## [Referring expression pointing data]
◆ ◆ ◆ ◆ ◆
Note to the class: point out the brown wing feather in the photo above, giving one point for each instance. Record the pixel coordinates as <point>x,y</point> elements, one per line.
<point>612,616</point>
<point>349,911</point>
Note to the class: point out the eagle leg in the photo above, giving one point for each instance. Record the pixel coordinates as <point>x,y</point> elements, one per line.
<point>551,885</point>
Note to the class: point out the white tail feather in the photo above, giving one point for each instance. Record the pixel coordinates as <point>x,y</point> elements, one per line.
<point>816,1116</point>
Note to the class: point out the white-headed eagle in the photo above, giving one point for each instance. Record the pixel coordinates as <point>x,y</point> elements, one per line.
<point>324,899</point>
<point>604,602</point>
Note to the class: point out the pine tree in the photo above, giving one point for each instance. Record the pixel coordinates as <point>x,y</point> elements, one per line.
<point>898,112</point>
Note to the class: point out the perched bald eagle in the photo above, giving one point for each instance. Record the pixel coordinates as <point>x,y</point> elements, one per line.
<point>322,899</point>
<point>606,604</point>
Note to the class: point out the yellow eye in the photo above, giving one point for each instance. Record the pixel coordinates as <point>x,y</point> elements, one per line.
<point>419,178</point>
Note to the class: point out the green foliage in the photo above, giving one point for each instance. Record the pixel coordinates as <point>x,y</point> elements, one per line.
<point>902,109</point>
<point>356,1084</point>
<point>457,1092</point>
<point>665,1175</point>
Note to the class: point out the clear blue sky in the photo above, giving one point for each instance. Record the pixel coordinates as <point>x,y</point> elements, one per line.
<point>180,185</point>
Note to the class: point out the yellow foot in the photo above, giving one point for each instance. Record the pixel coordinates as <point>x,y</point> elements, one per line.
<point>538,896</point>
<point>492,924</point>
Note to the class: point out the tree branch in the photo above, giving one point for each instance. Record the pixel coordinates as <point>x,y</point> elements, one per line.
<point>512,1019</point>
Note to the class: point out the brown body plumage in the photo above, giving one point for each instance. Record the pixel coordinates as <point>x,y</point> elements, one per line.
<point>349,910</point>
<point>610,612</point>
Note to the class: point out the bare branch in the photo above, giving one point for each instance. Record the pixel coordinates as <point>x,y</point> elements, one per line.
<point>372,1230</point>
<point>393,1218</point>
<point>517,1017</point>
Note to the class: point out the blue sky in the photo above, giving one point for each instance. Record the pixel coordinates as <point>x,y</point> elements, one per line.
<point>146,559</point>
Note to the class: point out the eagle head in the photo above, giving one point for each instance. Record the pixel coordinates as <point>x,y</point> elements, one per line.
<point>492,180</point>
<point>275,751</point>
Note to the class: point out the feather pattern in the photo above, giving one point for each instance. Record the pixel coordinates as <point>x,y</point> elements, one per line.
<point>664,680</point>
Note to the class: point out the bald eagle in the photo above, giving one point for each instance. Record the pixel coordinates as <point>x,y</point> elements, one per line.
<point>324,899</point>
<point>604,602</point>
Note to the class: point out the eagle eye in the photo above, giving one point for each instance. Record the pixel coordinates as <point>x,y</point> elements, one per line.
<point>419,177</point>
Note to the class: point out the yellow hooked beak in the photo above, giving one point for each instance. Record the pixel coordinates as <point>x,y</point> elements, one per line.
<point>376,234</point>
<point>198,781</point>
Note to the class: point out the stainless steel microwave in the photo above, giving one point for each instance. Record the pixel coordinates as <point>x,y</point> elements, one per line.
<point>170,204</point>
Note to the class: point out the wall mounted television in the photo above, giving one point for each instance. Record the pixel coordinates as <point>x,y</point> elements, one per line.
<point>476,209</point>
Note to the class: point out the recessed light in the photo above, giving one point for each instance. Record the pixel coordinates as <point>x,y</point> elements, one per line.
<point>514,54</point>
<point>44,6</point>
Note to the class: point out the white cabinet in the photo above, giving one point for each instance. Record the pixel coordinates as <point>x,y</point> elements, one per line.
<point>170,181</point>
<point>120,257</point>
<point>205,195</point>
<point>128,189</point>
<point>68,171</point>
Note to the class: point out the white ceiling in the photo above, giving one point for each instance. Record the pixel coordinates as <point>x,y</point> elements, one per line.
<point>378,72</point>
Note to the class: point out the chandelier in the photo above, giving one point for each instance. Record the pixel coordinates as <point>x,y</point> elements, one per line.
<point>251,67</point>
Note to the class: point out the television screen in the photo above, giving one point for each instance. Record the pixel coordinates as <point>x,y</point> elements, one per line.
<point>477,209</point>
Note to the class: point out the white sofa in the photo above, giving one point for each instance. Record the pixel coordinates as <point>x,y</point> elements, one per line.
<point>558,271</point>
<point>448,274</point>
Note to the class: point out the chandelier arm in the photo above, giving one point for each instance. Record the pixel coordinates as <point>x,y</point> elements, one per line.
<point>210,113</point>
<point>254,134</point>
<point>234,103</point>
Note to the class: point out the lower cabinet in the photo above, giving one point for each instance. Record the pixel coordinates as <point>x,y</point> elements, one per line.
◆ ◆ ◆ ◆ ◆
## [Task goal]
Reproduce exactly the line that contains "Note to the class: point out the chandelier arm" together with each line after it to the end of the entries; include no other lines.

## [Solution to this task]
Note to the class: point out the chandelier arm in the photo above, giving one point for each instance. Record the pixel coordinates as <point>x,y</point> elements, one per line.
<point>210,113</point>
<point>254,134</point>
<point>234,103</point>
Note to the class: point out the lower cabinet in the photo above, giving one point for each instance. Record the pixel coordinates as <point>x,y</point> elements, one per line.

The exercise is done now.